◆ **Objectif énoncé A**:
Selon la critique de L'Horloger aveugle, quel est le titre du livre dans lequel William Paley emploie la métaphore de l'horloge ?
◆ **Objectif énoncé B**:
Relevez tous les titres de livres mentionnés dans la critique de L'Horloger aveugle.

◆ **Passage fourni**:
^^^^^^^^^^^^^^^^
L'Horloger aveugle
de Richard Dawkins

critiqué par Oburoni, le 8 avril 2010
(Waltham Cross - 41 ans)


La note:  étoiles
L'évolution et Dieu
"L'Univers m'embarrasse et je ne puis songer / Qu'une telle horloge existe et n'ait point d'horloger". On pense à Voltaire... et bien non ! Dawkins se réfère ici en fait à la métaphore utilisée par William Paley dans son livre "Théologie naturelle", publié 50 ans avant "L'Origine des Espèces" de Darwin. Mais qu'importe la source ! L'idée reste la même. L'argument de l'horloge est simple, tellement simple qu'il en est puissant et, a priori, difficilement contestable -Darwin lui-même y avait succombé avant d'entamer ses travaux. Il va comme suit : si vous trouvez une montre, comme cela, perdue dans la nature, la complexité d'un tel objet vous renvoie à un horloger -un créateur. Idem, donc, si on l'extrapole à la vie sur terre : la complexité du vivant ne peut s'expliquer que par l'existence d'un dessein intelligent -le Créateur Dieu.
^^^^^^^^^^^^^^^^
Données enregistrées:
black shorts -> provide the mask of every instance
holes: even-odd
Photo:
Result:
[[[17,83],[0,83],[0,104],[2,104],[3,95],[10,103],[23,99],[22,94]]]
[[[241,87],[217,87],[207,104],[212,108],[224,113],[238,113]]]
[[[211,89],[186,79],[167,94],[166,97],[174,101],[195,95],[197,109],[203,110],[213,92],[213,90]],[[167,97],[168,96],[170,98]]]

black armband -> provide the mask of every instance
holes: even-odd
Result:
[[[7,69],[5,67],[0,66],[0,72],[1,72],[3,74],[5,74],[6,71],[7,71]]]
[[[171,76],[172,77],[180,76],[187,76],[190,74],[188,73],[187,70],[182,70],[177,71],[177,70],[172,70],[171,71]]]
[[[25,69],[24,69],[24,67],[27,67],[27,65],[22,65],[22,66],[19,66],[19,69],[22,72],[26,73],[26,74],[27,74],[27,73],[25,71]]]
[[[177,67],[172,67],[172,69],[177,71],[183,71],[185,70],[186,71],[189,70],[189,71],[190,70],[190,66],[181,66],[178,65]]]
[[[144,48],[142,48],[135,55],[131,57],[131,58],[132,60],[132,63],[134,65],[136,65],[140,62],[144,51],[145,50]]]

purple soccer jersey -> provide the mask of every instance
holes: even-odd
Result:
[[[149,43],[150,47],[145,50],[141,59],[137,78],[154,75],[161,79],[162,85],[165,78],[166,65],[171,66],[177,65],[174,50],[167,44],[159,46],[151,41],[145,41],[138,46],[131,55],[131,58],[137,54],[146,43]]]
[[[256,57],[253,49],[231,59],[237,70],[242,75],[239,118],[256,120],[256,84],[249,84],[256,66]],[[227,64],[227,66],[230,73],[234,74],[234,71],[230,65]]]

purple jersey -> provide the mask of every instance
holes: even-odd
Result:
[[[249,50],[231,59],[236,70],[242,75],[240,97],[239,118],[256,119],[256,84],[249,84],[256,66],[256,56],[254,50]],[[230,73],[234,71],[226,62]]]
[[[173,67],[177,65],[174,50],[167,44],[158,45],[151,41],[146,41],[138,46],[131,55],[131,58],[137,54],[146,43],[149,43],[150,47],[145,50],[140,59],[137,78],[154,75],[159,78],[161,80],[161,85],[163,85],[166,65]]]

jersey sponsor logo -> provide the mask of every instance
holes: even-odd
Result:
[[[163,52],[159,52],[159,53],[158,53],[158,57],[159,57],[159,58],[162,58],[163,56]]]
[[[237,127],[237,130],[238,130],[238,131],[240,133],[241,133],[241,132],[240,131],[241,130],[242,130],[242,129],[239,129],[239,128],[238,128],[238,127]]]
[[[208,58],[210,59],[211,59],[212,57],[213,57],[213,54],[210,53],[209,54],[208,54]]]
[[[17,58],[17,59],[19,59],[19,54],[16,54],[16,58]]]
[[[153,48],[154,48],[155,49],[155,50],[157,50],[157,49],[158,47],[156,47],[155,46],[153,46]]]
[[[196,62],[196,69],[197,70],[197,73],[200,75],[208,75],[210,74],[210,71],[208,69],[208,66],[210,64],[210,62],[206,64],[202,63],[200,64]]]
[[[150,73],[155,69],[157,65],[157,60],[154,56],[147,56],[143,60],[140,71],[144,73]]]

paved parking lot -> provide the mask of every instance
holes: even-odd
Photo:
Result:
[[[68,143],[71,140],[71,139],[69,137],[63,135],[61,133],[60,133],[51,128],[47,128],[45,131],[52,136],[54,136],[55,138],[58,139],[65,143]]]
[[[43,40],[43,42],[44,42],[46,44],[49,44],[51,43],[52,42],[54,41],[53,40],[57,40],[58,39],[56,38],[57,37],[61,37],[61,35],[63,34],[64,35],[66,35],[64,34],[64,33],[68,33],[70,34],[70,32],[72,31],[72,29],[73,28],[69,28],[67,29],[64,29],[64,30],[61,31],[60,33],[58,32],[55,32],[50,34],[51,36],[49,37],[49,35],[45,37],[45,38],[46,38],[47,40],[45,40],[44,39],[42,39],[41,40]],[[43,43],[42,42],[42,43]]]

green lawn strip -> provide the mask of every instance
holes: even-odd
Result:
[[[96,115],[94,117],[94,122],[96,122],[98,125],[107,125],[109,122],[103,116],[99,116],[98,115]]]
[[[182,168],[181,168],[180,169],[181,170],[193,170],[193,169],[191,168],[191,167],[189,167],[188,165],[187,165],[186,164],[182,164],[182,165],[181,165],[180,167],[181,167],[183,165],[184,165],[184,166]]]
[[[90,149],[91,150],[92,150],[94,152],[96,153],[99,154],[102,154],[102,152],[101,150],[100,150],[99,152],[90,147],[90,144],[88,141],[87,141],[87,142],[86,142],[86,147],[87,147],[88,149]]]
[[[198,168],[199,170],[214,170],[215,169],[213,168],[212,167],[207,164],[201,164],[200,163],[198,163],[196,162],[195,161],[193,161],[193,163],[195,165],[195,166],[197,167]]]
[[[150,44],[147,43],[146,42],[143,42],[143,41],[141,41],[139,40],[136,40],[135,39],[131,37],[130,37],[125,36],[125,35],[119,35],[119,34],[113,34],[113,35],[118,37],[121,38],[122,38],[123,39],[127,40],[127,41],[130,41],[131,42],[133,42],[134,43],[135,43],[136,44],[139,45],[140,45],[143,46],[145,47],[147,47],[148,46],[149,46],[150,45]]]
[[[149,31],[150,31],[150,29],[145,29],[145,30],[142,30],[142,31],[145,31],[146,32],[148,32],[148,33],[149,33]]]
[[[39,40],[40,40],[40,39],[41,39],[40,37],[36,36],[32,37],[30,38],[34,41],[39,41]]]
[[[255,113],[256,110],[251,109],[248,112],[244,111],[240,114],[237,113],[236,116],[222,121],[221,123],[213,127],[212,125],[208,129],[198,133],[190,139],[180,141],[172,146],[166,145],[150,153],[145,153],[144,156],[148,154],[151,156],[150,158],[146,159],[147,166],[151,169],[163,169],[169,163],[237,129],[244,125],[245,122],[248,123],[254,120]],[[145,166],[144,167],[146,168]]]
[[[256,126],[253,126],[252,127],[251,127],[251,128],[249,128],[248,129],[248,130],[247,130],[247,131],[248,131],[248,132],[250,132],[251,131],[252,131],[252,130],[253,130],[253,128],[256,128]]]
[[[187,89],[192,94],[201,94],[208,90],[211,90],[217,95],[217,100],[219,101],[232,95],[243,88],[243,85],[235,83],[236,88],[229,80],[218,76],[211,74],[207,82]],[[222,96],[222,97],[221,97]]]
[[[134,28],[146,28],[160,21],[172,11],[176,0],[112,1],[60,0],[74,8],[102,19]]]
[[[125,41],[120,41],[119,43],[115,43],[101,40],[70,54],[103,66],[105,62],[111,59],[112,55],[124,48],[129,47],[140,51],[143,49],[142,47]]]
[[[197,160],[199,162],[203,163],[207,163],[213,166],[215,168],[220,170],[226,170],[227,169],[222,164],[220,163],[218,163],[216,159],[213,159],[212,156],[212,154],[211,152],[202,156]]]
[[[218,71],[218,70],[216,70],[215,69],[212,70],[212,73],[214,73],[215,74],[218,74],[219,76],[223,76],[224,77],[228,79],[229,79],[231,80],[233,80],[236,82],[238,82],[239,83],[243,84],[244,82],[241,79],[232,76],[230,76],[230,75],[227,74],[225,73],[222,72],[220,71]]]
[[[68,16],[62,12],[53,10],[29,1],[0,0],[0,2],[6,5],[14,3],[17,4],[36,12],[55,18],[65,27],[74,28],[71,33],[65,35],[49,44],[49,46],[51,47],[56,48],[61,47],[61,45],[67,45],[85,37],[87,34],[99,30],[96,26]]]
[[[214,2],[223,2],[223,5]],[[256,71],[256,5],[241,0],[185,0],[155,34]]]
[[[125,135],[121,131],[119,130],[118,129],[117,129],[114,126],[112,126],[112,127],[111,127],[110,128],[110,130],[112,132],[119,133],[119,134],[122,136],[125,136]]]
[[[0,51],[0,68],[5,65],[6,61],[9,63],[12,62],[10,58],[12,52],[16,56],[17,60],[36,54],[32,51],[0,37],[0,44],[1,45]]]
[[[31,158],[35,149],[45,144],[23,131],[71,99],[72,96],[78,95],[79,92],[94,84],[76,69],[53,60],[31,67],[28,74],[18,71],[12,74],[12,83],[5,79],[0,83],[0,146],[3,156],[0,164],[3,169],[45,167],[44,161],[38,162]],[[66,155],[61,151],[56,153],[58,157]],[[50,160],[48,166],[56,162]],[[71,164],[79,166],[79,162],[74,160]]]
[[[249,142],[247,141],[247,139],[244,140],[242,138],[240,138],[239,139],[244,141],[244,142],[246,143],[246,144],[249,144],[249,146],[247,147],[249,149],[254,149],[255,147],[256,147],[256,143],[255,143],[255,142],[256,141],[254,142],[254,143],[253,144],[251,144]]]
^^^^^^^^^^^^^^^^
◆ **Réponse complète A**:
« Théologie naturelle »

◆ **Réponse complète B**:
- L'Horloger aveugle
- Théologie naturelle
- L'Origine des Espèces